● Source passage
A. Advising RIP Pty Ltd based on case study of Arthur Murray (NSW) Pty Ltd v FCT (1965) 114 CLR 314
Facts of case study:
The Arthur Murray (NSW) Pty Ltd case is about to find out the tax position from the received income which is not yet earned. The same case is also included in the Gardens case.
Issues in the case study:
Arthur Murray Pty Ltd was offering the dance related tuition services where the interested students are needed to pay in advance manner. The commissioner of income taxation departments needed the taxable income computation on the received income from the tuition and not based on the earned income. It has been complained by the students that the dance lessons are not yet taken; however, the money is received in advance. The commissioner has advised refunding the taken money to all the students who have been paid to Arthur Murray (NSW) Pty Ltd. This, in turn, makes failure to generate income for the company.
Inferences from the case study:
As per the comment of Jacob and Michael (2017, p.3200), in order to make the income assessable, the income needs to be earned and it must not be only received. The Arthur Murray (NSW) Pty Ltd has only received the fees from the students and not at all earning it. The amount paid by the students will only be assessable when the students will take the lessons from the institute.
I. Income generated generally and income generated from funeral services
Holzmann (2016, p.130) has opined that the income derived from generally is equivalent to the income acquired or earned from the active conduct of the business activities and transactions. In case of RIP Pty Ltd, the income derived from the relative activities of funeral services are termed as an ordinary income. It can be stated from the given case study that the income generated through the funeral service are different from the income derived from generally. As per Fry (2017, p.50), the fee received from the funeral services are known as an assessable income. As per Australia Taxation Laws and regulation of the income gained from the funeral services are taxed as per the Income tax Assessment Act 1997 of provisions in section [6-5] contractual basis. RIP Pty Ltd mainly deals as per the provision of the funeral services. This company also earns income from various contractual obligations. The ordinary income of the RIP Pty Ltd mainly comprises of the periodical payments which are used to compensate the basic and ordinary expenses as per the case study of Gardens (Fisher, 2015, p.353).

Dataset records
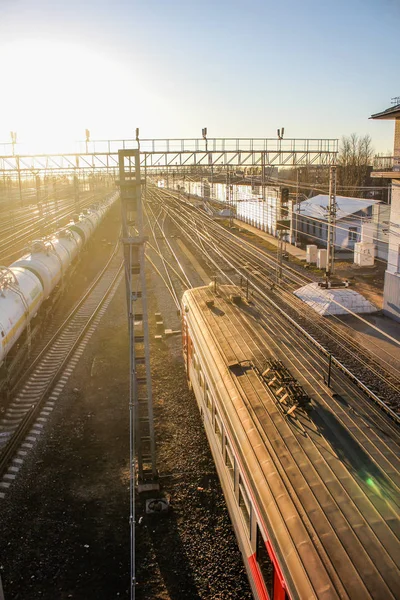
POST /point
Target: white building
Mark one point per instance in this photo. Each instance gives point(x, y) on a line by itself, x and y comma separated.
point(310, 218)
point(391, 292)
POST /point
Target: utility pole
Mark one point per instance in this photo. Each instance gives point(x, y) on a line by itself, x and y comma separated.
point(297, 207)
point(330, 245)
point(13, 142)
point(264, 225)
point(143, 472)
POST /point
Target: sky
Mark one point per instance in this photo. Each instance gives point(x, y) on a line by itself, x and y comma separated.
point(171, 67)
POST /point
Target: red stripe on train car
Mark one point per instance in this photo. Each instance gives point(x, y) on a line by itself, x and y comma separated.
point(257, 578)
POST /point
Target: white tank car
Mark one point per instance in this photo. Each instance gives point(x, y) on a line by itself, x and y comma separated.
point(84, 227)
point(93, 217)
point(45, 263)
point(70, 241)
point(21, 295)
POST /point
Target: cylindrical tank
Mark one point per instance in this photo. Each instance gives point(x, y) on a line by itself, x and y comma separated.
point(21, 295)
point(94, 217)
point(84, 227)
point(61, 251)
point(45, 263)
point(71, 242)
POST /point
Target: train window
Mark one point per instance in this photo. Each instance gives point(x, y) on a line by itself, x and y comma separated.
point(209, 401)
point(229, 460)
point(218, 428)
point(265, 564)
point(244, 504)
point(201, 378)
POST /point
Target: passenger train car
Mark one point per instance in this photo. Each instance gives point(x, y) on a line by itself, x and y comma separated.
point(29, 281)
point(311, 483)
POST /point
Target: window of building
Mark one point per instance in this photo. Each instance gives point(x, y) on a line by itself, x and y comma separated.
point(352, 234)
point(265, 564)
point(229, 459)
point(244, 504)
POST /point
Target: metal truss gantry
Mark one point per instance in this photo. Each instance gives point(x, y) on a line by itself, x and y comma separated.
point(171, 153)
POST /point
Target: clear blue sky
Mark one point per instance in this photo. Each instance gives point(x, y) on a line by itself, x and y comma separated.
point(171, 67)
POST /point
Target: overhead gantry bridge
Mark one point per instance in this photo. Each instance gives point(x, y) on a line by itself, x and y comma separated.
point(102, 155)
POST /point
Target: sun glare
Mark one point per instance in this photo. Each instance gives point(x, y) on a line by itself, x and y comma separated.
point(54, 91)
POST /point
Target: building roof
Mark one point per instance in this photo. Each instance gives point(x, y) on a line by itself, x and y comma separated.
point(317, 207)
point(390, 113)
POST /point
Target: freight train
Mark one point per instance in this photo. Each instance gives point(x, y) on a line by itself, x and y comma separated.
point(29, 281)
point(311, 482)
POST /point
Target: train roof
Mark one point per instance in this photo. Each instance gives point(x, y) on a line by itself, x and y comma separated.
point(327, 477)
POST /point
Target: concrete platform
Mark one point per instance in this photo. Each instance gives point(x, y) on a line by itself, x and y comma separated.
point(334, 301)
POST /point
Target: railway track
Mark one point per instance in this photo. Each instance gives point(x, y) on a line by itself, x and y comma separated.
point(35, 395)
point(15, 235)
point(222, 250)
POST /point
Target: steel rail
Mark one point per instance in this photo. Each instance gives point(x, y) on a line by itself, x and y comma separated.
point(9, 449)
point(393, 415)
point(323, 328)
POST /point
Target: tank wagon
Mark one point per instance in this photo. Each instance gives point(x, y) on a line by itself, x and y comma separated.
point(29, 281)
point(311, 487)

--

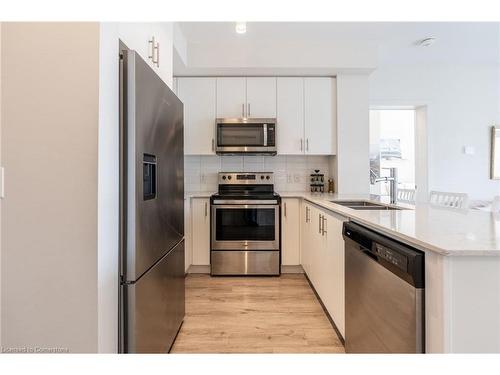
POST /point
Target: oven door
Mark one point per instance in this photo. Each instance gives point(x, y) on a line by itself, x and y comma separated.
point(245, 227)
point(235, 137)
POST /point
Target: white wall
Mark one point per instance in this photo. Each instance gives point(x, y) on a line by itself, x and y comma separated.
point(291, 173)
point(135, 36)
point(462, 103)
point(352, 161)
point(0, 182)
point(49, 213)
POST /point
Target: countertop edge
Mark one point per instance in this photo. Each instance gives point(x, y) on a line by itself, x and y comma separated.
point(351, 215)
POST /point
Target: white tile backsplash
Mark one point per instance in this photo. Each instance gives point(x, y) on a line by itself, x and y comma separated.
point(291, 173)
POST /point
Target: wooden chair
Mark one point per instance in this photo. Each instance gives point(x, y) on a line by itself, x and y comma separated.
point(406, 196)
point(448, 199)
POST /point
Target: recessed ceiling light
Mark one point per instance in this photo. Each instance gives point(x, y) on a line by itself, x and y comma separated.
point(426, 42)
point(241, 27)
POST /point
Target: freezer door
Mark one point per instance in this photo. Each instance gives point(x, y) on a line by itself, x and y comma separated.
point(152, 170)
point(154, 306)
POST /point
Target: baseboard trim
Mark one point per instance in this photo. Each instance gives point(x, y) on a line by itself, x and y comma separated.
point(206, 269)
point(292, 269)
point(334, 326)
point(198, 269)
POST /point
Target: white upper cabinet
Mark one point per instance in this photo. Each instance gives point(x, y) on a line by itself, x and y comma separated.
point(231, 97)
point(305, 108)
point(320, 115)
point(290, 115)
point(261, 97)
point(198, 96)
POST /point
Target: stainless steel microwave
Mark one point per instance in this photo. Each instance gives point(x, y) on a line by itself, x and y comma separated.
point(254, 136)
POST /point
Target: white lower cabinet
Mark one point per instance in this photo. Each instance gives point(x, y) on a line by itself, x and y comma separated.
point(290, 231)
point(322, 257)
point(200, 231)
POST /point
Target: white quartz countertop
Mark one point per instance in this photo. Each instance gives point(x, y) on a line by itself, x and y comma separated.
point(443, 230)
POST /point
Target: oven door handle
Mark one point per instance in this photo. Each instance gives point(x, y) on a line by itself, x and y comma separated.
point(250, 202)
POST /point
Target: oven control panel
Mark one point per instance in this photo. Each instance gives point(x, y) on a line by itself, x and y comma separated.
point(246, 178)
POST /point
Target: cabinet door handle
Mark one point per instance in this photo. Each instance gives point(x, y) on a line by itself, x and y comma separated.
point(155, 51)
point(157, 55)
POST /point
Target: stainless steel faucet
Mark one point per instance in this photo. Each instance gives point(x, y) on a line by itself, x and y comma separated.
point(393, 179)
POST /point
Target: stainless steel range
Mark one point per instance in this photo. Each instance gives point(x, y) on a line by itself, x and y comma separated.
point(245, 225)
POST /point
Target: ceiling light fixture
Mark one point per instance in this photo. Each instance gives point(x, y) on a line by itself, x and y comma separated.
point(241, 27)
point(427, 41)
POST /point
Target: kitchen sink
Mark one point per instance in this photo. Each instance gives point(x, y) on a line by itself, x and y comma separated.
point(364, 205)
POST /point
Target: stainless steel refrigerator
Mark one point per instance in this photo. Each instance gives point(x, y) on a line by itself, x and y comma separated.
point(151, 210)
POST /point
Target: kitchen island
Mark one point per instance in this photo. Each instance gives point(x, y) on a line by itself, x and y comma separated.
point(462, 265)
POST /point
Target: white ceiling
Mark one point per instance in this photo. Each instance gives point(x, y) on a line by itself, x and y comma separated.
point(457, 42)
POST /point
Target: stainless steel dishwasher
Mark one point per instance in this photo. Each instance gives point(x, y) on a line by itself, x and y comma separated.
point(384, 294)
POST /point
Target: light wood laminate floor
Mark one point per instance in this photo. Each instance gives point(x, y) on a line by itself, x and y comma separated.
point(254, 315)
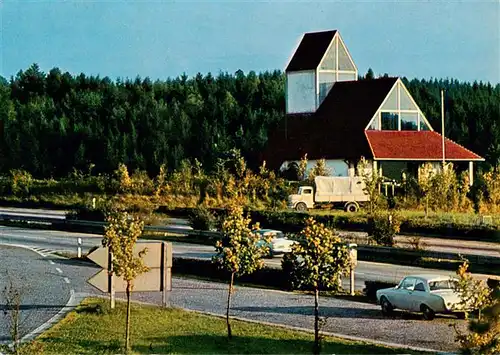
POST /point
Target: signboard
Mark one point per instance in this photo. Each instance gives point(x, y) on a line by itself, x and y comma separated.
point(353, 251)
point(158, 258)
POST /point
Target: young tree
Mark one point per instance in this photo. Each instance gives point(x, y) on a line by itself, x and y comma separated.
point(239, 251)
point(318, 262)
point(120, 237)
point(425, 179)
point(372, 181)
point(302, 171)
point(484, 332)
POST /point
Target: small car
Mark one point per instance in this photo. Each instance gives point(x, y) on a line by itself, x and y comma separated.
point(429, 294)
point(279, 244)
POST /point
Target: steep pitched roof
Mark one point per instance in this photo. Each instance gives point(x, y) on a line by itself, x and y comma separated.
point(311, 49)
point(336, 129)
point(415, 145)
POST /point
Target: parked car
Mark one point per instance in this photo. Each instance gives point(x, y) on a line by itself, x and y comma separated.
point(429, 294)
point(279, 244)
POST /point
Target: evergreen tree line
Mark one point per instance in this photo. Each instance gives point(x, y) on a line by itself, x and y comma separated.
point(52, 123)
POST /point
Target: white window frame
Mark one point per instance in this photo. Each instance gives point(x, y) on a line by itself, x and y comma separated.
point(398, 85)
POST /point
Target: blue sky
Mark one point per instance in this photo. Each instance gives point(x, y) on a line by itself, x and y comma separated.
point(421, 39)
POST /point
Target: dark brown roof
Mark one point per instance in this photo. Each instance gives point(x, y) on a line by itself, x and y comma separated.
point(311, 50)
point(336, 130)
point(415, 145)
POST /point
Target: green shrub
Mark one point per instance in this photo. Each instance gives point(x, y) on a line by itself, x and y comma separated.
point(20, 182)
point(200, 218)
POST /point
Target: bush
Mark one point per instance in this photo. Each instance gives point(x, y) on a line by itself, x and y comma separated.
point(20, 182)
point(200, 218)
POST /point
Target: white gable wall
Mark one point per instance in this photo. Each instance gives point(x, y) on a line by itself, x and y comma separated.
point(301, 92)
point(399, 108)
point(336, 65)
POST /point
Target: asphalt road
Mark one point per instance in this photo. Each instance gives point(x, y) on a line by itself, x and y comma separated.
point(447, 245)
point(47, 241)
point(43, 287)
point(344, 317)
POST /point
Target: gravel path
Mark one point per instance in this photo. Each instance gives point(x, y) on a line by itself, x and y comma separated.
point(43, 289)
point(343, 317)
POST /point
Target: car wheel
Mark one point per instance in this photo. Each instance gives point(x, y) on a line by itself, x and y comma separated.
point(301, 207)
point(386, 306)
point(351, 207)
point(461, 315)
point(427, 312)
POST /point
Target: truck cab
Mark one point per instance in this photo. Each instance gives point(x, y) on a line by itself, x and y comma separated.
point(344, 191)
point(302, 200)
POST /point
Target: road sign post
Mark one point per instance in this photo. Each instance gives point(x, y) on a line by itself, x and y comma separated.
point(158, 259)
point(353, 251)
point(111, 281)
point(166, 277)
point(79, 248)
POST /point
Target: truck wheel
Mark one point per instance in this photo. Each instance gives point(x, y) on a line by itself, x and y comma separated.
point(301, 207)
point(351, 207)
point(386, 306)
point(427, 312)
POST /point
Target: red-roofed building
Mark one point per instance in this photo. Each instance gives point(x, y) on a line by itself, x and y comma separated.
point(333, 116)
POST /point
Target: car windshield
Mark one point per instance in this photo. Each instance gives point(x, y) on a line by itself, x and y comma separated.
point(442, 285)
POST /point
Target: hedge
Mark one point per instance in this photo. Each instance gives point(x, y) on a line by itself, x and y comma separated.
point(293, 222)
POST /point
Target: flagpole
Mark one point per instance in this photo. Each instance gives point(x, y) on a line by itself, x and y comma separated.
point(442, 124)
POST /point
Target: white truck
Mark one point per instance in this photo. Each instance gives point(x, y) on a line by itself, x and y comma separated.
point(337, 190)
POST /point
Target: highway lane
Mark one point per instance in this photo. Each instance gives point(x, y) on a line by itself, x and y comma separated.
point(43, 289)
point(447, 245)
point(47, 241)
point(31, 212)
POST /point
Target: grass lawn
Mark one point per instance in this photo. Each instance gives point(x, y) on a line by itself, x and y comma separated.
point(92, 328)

● The tasks
- 1) From the tax case study, set down word for word the stretch from "Issues in the" through "for the company.".
- 2) Decide whether each statement agrees with the tax case study, answering yes or no and quoting the deciding words: (a) Students paid Arthur Murray (NSW) Pty Ltd before taking their lessons. (b) Fees from funeral services are treated as exempt income. (c) The Arthur Murray case is also included in the Gardens case.

● Results in order
- 1)
Issues in the case study:
Arthur Murray Pty Ltd was offering the dance related tuition services where the interested students are needed to pay in advance manner. The commissioner of income taxation departments needed the taxable income computation on the received income from the tuition and not based on the earned income. It has been complained by the students that the dance lessons are not yet taken; however, the money is received in advance. The commissioner has advised refunding the taken money to all the students who have been paid to Arthur Murray (NSW) Pty Ltd. This, in turn, makes failure to generate income for the company.

- 2)
(a) Yes: "the interested students are needed to pay in advance manner"
(b) No: "the fee received from the funeral services are known as an assessable income"
(c) Yes: "The same case is also included in the Gardens case."